Background: The clinical features of chronic subdural hematomas (CSDHs) in patients with and without a history of head trauma have remained unclear. Here, we investigated differences in clinical characteristics in CSDH patients with and without head trauma.

Methods: We retrospectively collected clinical characteristics of CSDH patients who had undergone exhaustive drainage strategies via burr-hole craniostomies from August 2011 to May 2019. We divided patients into a trauma group (i.e., head trauma) and a no-trauma group. Chi-square tests or t-tests were used to analyze differences in clinical characteristics between the two groups. Multiple linear regression analysis was performed to analyze the relationships between the clinical characteristics and either reduction of the hematoma cavity or length of the hospital stay in CSDH patients with trauma.

■ INFORMATION SHOWN
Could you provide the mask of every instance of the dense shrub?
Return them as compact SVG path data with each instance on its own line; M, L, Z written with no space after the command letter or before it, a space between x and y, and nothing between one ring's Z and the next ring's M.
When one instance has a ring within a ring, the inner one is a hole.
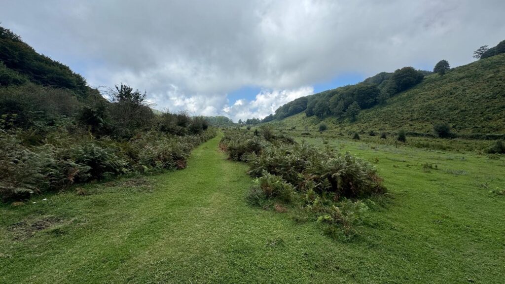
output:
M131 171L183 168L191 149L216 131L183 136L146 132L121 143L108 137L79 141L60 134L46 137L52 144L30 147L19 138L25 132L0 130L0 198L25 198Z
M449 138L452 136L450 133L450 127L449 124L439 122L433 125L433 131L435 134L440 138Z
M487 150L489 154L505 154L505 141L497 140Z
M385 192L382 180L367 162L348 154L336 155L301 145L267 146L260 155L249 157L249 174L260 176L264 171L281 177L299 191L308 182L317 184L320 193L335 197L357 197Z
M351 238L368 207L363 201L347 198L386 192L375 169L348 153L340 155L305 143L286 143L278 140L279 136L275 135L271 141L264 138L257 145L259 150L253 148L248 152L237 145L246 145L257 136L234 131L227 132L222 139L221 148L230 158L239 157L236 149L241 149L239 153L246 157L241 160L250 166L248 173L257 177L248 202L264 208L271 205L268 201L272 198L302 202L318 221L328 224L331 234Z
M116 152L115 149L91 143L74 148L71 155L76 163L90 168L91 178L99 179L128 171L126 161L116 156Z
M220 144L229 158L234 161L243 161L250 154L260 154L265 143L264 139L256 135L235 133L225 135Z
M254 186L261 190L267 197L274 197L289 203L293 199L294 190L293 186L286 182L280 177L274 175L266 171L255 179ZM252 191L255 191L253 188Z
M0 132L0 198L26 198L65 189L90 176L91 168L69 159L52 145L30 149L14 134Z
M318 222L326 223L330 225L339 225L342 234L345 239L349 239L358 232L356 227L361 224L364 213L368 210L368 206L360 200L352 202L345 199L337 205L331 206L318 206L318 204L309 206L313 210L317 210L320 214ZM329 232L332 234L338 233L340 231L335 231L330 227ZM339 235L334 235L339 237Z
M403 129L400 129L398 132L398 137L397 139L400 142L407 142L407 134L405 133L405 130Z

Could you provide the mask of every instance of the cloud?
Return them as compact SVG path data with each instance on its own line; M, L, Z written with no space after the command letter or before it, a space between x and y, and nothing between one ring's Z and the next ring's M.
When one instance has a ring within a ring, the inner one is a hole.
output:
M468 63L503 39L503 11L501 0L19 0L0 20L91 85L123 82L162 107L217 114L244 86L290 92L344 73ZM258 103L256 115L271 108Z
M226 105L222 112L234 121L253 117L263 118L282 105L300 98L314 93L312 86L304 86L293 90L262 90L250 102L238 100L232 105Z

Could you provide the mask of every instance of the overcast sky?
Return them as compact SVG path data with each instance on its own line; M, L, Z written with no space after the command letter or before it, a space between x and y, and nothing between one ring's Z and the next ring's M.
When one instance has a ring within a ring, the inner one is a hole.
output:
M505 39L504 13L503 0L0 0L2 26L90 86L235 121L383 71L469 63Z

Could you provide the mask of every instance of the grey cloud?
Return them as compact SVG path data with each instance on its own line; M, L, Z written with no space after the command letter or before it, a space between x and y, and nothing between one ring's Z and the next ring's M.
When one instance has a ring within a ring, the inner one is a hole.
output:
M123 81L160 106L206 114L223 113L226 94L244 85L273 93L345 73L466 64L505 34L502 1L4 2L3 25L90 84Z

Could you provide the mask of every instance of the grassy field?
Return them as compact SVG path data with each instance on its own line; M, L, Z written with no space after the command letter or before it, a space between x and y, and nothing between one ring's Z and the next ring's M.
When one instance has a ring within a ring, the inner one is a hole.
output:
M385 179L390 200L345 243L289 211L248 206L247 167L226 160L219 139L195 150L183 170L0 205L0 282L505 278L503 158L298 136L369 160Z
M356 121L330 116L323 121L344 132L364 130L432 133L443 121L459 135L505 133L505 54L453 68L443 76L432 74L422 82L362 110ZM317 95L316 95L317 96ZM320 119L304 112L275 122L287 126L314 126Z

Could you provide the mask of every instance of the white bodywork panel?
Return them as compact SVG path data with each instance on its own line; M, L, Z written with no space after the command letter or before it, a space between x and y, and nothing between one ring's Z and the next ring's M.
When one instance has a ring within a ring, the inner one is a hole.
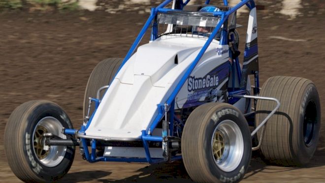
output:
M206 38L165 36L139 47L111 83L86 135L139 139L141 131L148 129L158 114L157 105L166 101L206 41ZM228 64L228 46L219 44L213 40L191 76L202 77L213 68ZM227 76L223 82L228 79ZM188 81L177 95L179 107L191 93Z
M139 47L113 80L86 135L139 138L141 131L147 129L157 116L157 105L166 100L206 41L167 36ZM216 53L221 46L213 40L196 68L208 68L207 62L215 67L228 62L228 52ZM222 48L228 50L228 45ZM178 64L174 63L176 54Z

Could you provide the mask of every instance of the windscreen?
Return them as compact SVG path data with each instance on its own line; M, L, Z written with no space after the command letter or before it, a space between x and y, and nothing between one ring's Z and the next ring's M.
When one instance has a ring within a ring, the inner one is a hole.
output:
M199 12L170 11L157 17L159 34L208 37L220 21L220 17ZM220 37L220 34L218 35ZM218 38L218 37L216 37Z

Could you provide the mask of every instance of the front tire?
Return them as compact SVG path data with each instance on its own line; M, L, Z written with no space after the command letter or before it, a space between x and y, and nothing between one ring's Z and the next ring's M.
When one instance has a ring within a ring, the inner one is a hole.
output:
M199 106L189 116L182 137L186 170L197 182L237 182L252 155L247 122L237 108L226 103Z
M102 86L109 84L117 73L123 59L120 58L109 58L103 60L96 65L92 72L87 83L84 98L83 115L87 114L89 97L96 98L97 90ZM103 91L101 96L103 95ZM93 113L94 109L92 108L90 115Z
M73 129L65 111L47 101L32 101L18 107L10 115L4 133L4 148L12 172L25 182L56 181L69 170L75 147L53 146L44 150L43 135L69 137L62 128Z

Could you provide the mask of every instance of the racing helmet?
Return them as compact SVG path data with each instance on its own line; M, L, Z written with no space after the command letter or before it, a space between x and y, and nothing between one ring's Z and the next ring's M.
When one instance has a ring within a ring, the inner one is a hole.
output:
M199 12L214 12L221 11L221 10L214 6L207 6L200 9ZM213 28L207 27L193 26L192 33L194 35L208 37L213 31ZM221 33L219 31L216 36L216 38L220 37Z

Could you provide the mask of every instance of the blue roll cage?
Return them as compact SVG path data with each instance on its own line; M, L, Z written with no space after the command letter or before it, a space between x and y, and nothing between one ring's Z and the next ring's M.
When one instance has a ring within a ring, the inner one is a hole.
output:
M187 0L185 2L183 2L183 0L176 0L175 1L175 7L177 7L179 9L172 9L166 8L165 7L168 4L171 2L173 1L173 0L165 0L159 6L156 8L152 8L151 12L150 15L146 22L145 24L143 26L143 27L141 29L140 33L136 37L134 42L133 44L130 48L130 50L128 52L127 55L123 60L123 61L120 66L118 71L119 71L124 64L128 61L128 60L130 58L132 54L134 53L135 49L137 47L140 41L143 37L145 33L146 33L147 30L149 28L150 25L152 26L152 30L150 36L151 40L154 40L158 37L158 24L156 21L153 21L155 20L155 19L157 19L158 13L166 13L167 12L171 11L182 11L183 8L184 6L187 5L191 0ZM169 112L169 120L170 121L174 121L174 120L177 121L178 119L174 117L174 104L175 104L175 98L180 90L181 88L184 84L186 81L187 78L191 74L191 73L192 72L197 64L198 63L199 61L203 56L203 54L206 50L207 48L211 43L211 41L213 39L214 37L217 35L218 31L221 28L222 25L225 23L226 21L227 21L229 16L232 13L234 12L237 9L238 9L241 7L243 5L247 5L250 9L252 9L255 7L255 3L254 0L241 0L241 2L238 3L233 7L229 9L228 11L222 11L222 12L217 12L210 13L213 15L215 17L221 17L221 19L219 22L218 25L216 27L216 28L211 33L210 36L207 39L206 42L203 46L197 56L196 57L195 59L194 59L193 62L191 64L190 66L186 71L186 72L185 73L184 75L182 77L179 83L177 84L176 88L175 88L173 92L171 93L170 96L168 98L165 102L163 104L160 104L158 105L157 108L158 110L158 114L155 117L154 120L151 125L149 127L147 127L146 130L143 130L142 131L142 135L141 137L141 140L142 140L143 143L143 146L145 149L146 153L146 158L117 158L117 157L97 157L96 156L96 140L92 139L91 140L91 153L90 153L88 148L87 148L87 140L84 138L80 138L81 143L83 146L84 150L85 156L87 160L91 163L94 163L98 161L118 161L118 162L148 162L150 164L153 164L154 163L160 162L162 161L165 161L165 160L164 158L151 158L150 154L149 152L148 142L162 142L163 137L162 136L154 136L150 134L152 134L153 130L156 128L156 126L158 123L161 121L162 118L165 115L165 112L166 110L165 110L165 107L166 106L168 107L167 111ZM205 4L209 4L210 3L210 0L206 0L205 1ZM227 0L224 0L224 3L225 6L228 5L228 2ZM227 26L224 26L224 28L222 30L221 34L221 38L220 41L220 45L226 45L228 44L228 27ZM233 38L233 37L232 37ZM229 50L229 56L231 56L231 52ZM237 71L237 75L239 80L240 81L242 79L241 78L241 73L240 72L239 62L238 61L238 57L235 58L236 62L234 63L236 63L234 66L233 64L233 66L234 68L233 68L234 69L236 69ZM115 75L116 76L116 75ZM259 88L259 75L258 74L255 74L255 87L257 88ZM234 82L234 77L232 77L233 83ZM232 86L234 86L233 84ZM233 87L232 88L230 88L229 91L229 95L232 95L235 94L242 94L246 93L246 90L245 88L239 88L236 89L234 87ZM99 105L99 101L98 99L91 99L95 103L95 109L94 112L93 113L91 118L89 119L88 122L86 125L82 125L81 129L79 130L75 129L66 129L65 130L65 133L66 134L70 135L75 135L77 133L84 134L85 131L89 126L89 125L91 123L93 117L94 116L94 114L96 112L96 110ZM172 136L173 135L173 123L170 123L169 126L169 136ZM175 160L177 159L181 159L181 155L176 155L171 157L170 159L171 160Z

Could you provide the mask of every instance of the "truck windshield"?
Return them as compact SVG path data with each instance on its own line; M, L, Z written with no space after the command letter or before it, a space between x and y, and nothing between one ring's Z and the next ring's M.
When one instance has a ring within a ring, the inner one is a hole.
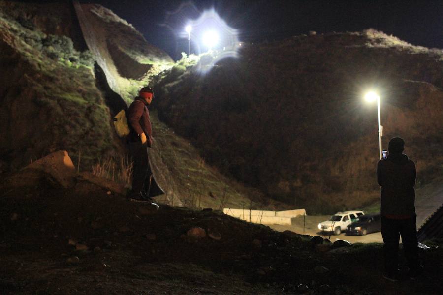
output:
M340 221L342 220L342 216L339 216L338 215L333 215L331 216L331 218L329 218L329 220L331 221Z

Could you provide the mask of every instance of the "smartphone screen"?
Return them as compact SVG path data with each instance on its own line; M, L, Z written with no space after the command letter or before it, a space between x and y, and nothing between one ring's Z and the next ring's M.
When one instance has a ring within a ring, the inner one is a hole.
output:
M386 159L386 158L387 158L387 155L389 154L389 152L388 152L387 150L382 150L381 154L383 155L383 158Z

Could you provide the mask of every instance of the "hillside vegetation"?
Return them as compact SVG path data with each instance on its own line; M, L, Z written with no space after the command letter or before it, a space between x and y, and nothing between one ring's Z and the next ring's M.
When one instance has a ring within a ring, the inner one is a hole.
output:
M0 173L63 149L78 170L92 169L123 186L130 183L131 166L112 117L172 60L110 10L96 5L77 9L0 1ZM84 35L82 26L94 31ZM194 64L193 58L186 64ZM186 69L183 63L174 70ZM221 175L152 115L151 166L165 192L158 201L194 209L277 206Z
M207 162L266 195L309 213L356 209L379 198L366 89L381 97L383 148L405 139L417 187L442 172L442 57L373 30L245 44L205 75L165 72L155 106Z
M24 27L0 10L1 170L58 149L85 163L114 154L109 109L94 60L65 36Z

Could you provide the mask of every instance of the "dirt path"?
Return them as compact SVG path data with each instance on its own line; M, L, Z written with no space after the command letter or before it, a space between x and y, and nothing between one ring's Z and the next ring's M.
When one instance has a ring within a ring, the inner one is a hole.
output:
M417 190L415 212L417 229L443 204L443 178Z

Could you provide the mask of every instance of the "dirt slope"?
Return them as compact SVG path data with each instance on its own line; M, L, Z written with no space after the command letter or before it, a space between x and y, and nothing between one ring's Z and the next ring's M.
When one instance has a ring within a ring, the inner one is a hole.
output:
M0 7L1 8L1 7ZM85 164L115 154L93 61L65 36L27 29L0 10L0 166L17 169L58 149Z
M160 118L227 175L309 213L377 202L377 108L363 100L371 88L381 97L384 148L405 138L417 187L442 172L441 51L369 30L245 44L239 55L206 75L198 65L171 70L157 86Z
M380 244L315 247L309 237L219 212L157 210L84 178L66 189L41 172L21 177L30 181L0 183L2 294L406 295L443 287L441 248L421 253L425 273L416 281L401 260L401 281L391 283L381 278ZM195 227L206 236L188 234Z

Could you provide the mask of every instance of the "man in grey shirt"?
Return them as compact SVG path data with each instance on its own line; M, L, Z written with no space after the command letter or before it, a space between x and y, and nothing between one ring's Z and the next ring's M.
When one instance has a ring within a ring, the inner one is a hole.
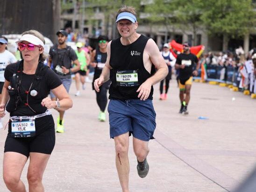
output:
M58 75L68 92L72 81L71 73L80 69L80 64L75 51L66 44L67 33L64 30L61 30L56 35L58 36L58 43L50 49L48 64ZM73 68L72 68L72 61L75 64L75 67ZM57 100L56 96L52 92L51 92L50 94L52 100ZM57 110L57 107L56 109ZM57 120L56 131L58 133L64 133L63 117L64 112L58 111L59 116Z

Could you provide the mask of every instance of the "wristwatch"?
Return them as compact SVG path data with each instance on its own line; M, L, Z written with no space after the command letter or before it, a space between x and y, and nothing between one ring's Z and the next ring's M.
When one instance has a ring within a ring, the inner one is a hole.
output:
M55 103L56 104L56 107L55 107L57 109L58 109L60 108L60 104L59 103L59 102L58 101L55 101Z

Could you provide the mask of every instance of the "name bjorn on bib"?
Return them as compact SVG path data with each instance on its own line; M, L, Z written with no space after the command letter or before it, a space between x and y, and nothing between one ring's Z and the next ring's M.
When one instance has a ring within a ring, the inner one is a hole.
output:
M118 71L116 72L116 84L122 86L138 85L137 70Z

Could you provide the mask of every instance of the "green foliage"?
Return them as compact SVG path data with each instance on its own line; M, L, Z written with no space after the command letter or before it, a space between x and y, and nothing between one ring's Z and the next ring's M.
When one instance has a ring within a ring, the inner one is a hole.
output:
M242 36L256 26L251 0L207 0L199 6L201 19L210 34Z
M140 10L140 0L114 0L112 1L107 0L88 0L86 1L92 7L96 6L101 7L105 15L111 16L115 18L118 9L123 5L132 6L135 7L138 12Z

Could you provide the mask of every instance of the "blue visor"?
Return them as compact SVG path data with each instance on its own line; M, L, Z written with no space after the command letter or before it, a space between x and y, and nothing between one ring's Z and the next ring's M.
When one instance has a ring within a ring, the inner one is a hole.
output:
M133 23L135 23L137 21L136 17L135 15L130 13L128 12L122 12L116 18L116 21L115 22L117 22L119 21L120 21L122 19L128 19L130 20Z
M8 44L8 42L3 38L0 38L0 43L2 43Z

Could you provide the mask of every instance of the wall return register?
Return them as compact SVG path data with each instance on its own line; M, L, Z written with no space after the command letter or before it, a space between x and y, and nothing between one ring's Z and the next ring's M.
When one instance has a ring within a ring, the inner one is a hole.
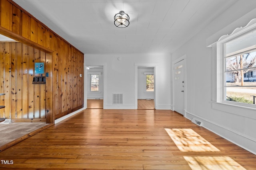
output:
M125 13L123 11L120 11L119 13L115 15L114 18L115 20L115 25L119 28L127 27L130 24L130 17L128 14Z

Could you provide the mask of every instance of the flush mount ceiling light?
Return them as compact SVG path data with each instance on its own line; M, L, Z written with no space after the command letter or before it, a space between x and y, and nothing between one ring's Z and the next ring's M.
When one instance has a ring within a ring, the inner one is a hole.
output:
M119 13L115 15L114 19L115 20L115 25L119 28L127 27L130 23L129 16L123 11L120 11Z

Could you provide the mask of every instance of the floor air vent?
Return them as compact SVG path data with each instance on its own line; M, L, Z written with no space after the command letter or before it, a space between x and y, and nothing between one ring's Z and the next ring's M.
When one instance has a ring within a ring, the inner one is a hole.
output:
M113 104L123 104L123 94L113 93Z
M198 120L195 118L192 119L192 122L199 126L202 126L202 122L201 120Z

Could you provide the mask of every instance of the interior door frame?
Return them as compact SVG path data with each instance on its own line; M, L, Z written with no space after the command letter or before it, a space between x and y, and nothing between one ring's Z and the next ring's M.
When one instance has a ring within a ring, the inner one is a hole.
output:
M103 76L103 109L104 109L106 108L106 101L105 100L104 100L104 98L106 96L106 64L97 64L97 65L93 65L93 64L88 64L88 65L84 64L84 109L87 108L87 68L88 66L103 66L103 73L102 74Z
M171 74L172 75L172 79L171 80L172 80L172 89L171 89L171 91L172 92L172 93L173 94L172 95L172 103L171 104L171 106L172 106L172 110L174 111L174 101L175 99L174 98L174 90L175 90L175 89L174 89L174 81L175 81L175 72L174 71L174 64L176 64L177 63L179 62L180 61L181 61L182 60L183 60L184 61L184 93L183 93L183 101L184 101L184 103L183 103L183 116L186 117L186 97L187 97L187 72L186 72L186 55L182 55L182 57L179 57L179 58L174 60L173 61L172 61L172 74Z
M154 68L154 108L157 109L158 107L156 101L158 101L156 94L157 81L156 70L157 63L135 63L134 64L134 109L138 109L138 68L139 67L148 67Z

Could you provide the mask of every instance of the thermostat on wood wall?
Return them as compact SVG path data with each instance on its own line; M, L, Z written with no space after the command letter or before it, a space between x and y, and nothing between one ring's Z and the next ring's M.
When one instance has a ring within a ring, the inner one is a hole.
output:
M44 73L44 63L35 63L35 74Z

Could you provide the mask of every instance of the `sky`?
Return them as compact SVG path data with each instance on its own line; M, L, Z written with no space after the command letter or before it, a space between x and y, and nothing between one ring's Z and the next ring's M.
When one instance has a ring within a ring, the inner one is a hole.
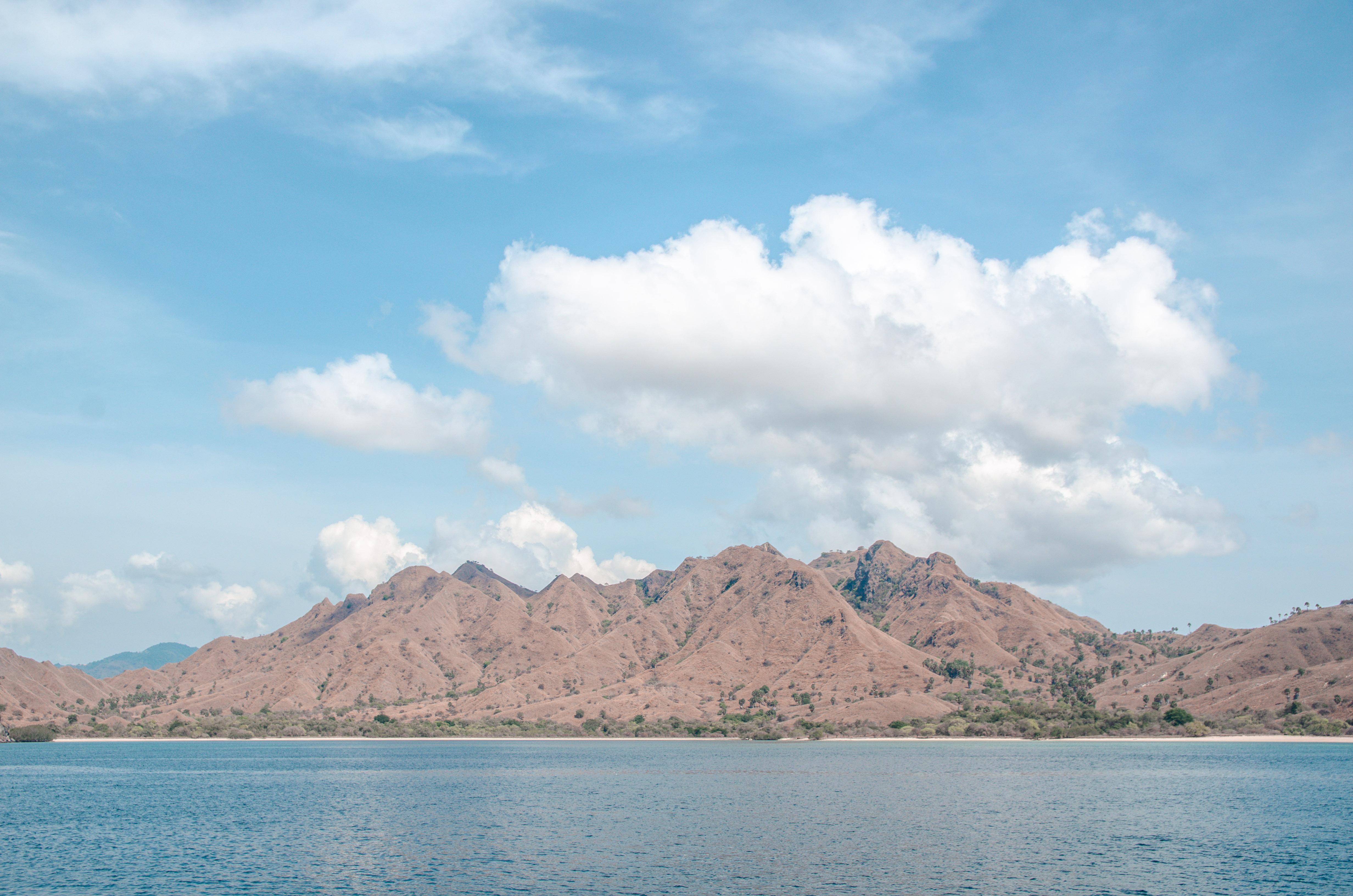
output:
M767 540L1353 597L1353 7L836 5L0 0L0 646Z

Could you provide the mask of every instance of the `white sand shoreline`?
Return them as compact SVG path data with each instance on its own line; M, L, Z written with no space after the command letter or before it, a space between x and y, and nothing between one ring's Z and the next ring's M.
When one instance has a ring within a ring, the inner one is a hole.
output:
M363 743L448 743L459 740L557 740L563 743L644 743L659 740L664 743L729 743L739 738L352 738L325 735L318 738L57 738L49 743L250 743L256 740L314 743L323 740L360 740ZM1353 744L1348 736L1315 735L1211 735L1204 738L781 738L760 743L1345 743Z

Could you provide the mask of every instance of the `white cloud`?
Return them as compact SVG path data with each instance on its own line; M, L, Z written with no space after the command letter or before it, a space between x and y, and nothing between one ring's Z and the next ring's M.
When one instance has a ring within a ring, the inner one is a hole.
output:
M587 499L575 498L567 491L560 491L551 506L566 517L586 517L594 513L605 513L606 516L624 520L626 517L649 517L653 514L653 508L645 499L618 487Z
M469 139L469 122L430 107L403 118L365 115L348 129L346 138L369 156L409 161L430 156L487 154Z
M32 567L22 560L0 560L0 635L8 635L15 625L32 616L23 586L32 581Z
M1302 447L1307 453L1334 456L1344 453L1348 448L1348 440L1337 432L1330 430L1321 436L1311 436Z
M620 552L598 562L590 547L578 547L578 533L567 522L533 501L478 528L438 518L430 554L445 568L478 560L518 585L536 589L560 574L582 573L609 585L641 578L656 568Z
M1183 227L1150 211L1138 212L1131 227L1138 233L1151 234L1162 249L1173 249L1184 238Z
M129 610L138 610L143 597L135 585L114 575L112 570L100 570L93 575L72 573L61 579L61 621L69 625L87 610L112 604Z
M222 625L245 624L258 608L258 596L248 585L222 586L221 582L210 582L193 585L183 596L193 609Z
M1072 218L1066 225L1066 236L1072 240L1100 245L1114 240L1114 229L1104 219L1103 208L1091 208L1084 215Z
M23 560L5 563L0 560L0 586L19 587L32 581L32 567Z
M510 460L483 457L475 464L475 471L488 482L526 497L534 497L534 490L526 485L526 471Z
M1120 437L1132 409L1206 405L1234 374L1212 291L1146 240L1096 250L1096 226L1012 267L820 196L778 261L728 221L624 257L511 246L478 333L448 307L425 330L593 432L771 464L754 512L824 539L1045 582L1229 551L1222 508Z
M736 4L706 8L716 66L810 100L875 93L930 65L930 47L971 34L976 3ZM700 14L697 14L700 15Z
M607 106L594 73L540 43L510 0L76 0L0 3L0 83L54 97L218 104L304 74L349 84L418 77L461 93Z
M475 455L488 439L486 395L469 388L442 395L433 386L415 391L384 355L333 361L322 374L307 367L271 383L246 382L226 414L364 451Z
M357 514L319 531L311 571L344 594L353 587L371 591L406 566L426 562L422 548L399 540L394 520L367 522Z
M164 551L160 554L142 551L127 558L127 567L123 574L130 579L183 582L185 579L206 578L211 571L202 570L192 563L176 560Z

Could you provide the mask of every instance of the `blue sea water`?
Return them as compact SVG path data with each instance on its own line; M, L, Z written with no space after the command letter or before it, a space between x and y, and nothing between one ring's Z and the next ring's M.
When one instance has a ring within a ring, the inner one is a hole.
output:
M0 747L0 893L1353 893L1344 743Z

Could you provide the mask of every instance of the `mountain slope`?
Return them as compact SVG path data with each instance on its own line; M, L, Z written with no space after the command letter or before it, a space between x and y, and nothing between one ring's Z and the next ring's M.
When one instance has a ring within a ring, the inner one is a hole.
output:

■ TASK A
Translate this sentence from the chronic subdural hematoma abstract into Spanish: "We divided patients into a trauma group (i.e., head trauma) and a no-trauma group."
■ TASK B
Pick up the chronic subdural hematoma abstract after its last sentence and keep writing it.

■ REPLY A
Dividimos a los pacientes en un grupo con traumatismo (es decir, traumatismo craneal) y un grupo sin traumatismo.

■ REPLY B
Results: We collected data from 1,307 CSDH patients, among whom 805 patients had a history of head trauma whereas 502 patients did not. The mean age of patients with head trauma was 64.0 ± 16.1 years, while that of patients without head trauma was significantly younger at 61.5 ± 17.9 years (p = 0.010). Furthermore, more patients in the no-trauma group had a history of hypertension compared to those in the trauma group (40.2 vs. 32.9%, p = 0.007). Dizziness occurred in 29.2% of patients with trauma and in 23.1% of patients without trauma (p = 0.016). A greater number of patients with trauma showed a reduction of hematoma cavity after surgery compared to that of patients without trauma (p = 0.002). The length of hospital stay in patients with trauma was 7.9 ± 4.5 days, which was longer than that of patients without trauma (7.3 ± 3.7 days, p = 0.016). In contrast, there were no significant different differences between the two groups in terms of the densities of hematomas on computed-tomography scans, complications, mortality rates, recurrence rates, or outcomes.

Conclusion: Our findings indicate that there were some noteworthy differences in the clinical and pathogenic characteristics of CSDH patients with and without head trauma. However, our findings also indicate that if an optimal treatment method is employed, such as our exhaustive drainage strategy, similar treatment outcomes can be achieved between these groups.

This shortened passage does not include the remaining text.